(Assignment): The lines to repeat run from the one containing "Q: Pick out each instance of the baseball" through the last line of the records below; repeat them exactly and give nothing more.

Items from a dataset:
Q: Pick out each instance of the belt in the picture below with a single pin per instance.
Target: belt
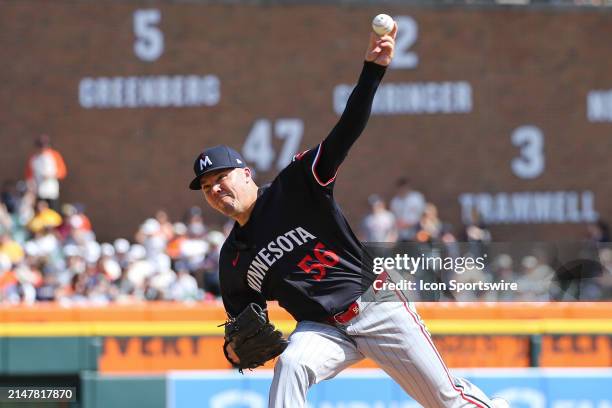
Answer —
(353, 310)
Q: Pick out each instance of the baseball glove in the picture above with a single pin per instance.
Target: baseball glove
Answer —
(253, 338)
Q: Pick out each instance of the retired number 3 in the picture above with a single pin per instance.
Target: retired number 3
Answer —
(325, 258)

(Solved exercise):
Q: Pick out each instance of the baseball glove in the picture above with a single pin per instance.
Target: baseball glove
Answer —
(253, 338)
Q: Pick out each instance of the retired number 3 in the picture above with a single pin per instance.
Target: retired number 3
Answer —
(325, 258)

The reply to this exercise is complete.